Express the material from the line containing "If you could spot the wooden picnic" through the line containing "column 68, row 264" as a two-column CSV with the columns input and output. Give one row for each passage of wording, with the passage under input and the coordinates that follow it under output, each in one quoted field with line breaks turned into spaces.

• [RECORDS SUPPLIED]:
>> START

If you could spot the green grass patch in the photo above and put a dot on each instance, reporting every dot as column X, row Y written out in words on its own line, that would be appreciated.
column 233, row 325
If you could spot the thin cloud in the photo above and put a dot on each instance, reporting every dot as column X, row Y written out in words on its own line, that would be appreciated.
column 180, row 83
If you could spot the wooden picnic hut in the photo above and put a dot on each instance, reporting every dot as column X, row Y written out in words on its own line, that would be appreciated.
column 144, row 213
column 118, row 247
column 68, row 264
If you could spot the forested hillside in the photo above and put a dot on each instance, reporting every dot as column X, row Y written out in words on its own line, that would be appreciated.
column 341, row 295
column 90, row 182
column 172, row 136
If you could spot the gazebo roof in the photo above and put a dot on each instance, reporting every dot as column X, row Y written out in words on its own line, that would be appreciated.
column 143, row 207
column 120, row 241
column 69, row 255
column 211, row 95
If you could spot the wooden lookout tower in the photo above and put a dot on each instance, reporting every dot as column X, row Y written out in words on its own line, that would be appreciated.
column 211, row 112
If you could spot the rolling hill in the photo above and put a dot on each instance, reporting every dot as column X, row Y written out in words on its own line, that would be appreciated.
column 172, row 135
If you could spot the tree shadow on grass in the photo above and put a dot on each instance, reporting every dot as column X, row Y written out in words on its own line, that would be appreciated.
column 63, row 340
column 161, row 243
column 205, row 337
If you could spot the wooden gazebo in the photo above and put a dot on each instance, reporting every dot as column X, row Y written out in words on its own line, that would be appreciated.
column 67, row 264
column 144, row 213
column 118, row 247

>> END
>> START

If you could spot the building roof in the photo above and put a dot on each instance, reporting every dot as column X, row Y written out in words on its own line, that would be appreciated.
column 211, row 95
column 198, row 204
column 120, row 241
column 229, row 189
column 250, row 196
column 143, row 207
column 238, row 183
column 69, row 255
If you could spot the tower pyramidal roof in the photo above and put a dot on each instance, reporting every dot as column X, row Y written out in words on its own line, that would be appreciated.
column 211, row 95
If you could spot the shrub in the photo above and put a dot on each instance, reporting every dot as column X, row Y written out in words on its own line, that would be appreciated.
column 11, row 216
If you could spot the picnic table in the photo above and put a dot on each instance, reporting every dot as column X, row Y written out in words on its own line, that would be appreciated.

>> END

• [FINISHED TASK]:
input,output
"If you could spot the wooden picnic hut in the photo above and put a dot on each instance, reporting every dot as column X, row Y written out in words on its own line, that would be appreciated.","column 144, row 213 column 118, row 247 column 68, row 264"